■ **GIVEN TEXT**:
· · ·
**Journal of Applied Mathematics and Physics**

Vol.06 No.11(2018), Article ID:88762,5 pages

10.4236/jamp.2018.611202

The Sun and Big G Measurements

Jose L. Parra^{ }

Department of Physics, Florida International University, Miami, FL, USA

Copyright © 2018 by author and Scientific Research Publishing Inc.

This work is licensed under the Creative Commons Attribution International License (CC BY 4.0).

http://creativecommons.org/licenses/by/4.0/

Received: October 30, 2018; Accepted: November 24, 2018; Published: November 27, 2018

ABSTRACT

On August 29^{th}, 2018, a scientific team reported a measure of the Universal Gravitational Constant G with the highest precision ever. The team completed three experimental campaigns in the same city over the course of a year. That work provided a complete data set useful analyzing the values of Big G change with the distance to the Sun, as is claimed by the author of this paper.

**Keywords:**

Gravitational Constant G, Rotation, Precession, Solar Cycles

1. Introduction

This note is not exactly an independent paper. The original intention was to create a brief communication to show the correlation between the experimental data from two different experimental works. The author apologizes for lack of details on this communication about the Big G issue and recommends that interested readers check the reference for a complete overview on this point.

On August 29^{th}, 2018, a scientific team reported a measure of the Universal Gravitational Constant, also known as Big G, with the lowest error ever. In this journal, Li et al. [1] announced two new values for Big G using two independent settings. The values for G were determined to be 6.674184(12) × 10^{−11} m^{3}∙kg^{−1}∙s^{−2} using a technique called TOS and 6.674484(12) × 10^{−11} m^{3}∙kg^{−1}∙s^{−2} using another technique called AAF. The physical nature of Big G is so goosy that after more than two years of science-art work, Li et al. exceed the precision reported in the work by Gundlach et al. [2] in the year 2000 [6.674215(92) × 10^{−11} m^{3}∙kg^{−1}∙s^{−2}] by only ninety parts in a million. Many technological advances have occurred within the last 18 years, but the increment in precision between both studies is not well correlated with those advances. Another intriguing situation appears after comparing the numbers in red in the values reported by Li et al. The errors in both values cannot cover the 300^{th} of a million separations between them. It is not hard to imagine that this situation indicates that something is missing or hidden.

Schlamminger [3] published a comment in Nature on August 29^{th}, 2018, calling attention to the fact that the TOS and AAF experiments were done by the same people, in the same place, and close in time. He thinks this could be a good combination to solve the G puzzle and proposes that Li et al. carry out a study explaining why they observe two non-overlapping values. He clarifies that the explanation can help to guide future research. Schlamminger moves as far as proposing to all the scholars to keep an open mind in regards to this problem. He wrote “A second possibility is that some unknown physics could explain the scatter in the published values. Although this possibility is, of course, the more exciting, it is also the less likely. Nevertheless, it should not be dismissed lightly”.
· · ·
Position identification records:
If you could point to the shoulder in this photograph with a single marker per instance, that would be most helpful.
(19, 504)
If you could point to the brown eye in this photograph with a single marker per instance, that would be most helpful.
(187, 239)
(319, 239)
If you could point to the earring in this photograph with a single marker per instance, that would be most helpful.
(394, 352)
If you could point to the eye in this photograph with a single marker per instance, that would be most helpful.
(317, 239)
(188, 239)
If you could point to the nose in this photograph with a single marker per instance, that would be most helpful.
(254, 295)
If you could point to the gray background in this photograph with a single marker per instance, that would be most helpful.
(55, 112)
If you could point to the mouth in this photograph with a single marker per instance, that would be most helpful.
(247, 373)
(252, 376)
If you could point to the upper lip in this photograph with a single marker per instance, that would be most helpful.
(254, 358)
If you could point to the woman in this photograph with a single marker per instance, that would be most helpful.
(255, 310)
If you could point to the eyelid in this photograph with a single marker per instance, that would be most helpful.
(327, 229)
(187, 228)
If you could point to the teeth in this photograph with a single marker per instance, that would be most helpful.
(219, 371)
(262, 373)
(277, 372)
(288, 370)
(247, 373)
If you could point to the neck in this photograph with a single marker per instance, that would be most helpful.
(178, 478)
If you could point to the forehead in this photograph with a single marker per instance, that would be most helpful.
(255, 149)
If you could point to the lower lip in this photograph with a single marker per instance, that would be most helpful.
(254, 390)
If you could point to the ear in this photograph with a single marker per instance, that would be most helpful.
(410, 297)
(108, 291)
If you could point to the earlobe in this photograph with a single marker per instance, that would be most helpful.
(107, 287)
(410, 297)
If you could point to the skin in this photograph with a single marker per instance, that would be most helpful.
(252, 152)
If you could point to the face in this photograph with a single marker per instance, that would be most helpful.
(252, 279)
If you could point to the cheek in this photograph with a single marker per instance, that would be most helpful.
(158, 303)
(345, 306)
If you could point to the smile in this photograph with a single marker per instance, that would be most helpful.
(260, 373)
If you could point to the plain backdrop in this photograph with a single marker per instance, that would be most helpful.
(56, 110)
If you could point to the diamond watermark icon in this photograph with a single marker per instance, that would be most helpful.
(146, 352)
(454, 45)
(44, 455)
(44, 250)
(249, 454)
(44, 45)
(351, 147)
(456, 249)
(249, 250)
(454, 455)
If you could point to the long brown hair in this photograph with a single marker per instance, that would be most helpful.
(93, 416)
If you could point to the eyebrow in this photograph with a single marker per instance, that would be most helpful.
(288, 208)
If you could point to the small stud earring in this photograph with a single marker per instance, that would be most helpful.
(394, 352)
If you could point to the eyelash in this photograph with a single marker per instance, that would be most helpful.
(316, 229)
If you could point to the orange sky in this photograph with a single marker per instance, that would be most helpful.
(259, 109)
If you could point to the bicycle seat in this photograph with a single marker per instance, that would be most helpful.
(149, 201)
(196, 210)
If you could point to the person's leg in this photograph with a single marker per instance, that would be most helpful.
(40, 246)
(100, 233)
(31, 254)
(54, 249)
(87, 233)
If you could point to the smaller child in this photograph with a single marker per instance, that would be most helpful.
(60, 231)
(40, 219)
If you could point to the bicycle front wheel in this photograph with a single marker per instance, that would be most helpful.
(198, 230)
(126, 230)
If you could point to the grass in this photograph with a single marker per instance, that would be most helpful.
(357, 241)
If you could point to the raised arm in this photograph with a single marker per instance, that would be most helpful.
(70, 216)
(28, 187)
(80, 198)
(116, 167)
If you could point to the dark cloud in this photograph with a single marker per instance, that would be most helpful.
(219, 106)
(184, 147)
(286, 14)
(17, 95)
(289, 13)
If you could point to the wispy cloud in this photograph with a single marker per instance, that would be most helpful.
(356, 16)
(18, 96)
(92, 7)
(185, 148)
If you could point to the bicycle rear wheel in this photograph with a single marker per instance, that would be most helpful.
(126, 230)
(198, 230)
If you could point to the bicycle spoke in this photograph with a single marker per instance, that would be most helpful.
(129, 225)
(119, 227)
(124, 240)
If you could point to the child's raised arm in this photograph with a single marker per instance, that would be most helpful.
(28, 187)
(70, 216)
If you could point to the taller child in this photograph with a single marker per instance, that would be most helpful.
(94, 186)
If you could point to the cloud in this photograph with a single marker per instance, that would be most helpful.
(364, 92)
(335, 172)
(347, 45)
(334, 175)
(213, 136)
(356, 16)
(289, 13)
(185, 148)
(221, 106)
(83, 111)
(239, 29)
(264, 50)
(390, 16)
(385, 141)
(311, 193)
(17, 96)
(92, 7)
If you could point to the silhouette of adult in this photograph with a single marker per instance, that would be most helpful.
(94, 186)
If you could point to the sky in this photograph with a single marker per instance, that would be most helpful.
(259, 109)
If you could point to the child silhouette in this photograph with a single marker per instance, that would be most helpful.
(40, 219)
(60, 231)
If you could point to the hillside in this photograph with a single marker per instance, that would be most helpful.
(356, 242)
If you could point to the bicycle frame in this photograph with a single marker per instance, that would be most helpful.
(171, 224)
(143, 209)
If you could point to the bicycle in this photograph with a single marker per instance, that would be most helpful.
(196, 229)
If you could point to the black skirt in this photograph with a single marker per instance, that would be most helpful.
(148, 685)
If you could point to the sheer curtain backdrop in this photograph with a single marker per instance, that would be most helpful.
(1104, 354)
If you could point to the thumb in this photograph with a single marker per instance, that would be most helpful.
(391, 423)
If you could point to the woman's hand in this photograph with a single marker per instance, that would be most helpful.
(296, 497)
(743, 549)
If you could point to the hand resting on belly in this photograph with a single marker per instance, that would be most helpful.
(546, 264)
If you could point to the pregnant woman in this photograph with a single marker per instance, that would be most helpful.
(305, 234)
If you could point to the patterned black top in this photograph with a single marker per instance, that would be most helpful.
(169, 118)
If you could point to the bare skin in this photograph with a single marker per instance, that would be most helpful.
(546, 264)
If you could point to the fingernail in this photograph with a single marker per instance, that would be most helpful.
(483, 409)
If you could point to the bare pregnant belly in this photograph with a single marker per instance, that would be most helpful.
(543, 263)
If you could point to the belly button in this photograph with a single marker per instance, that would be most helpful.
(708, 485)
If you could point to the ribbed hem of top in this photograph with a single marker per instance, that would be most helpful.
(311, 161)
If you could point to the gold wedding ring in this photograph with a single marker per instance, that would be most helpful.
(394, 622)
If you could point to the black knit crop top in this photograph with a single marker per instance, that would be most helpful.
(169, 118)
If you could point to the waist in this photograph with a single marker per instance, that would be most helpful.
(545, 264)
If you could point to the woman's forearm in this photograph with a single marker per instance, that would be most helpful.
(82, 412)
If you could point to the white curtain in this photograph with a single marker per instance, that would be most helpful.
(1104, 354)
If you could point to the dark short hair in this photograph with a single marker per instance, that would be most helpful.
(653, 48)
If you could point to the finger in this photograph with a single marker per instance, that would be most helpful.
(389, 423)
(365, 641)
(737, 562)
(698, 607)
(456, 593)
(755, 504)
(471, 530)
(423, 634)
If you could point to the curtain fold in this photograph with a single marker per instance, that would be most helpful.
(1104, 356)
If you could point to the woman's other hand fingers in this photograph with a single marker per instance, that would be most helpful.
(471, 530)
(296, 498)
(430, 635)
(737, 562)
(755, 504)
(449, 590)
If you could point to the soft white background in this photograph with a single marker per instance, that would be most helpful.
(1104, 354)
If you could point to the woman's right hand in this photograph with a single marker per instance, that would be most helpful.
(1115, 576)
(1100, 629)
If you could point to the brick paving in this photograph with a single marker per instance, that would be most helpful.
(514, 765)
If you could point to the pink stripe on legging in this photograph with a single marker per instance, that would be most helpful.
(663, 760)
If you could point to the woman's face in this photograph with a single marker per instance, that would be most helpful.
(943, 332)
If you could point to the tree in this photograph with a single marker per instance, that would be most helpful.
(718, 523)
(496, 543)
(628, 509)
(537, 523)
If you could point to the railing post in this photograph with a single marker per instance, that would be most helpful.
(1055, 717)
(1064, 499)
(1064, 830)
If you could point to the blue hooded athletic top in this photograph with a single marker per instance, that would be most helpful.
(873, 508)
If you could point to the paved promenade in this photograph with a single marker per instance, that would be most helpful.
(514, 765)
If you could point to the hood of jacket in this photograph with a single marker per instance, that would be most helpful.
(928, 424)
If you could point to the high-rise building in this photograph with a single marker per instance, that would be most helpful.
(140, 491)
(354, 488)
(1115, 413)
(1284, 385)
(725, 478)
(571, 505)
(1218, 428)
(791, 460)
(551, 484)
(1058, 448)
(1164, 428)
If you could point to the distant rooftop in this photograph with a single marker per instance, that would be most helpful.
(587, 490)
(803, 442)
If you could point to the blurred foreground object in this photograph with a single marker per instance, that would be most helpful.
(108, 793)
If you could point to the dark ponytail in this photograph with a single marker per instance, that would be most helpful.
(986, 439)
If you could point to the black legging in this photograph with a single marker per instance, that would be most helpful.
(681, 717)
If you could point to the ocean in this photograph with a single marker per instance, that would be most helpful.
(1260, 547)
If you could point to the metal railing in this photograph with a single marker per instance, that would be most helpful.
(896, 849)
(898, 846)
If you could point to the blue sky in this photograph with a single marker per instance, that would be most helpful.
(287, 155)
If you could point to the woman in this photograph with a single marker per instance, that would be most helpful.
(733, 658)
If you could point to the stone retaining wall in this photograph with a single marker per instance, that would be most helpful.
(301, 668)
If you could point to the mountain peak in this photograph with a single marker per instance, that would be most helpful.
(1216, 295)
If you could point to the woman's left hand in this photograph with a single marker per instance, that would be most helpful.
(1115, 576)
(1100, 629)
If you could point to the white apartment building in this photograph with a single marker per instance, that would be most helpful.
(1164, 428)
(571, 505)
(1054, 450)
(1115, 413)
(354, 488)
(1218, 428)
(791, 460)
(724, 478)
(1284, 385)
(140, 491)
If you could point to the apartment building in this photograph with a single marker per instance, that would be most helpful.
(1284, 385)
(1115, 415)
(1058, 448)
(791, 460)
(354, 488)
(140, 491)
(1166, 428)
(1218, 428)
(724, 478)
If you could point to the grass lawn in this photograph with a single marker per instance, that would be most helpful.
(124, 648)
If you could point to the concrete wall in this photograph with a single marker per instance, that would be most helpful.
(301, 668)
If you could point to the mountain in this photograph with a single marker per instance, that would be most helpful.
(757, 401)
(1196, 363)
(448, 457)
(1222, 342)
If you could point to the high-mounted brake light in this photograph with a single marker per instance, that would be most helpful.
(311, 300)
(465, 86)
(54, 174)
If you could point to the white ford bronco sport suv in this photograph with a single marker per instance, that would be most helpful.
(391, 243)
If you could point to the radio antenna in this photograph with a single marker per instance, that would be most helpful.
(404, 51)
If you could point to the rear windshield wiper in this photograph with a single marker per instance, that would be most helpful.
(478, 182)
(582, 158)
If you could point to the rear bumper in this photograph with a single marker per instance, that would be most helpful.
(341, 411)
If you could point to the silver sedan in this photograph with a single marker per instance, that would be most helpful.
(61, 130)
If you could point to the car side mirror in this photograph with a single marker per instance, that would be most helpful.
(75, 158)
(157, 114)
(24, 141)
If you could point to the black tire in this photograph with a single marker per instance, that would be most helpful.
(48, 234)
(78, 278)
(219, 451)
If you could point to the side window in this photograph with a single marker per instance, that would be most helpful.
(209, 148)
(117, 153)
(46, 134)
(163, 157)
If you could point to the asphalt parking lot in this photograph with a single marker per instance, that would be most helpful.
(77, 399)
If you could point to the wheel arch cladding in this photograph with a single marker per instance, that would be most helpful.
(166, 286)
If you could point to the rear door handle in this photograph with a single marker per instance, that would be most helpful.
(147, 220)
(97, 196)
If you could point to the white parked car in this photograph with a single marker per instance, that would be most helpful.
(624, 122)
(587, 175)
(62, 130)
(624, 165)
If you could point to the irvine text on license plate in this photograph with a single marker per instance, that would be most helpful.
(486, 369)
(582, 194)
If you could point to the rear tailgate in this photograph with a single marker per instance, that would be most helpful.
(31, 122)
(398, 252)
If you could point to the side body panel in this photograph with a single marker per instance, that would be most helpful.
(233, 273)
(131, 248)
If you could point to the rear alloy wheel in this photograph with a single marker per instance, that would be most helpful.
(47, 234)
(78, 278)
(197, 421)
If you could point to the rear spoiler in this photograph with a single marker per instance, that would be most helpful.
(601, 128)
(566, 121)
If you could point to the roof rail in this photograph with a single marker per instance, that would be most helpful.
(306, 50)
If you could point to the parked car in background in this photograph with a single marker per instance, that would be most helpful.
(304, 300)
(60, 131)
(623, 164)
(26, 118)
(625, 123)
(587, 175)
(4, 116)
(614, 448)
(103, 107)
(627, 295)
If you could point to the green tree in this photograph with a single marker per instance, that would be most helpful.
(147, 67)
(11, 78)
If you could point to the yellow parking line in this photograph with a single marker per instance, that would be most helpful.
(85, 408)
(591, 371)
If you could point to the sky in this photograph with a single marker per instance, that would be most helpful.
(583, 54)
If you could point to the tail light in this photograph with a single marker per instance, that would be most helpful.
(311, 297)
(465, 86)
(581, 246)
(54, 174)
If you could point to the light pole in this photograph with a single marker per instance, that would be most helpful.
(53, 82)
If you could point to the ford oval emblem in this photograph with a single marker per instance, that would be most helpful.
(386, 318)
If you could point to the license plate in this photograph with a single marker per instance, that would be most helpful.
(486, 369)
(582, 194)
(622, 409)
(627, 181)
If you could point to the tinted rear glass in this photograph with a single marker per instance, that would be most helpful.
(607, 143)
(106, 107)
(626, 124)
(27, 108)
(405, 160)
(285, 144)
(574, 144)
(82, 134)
· · ·
■ **BRIEF 1**:
Translate this sentence from the Big G text into Spanish: "The team completed three experimental campaigns in the same city over the course of a year."
■ **BRIEF 2**:
Filter the records down to every line that contains the word "raised".
The Big G text and the records have nothing to do with each other.

■ **REPLY 1**:
El equipo completó tres campañas experimentales en la misma ciudad a lo largo de un año.

■ **REPLY 2**:
If you could point to the raised arm in this photograph with a single marker per instance, that would be most helpful.
If you could point to the child's raised arm in this photograph with a single marker per instance, that would be most helpful.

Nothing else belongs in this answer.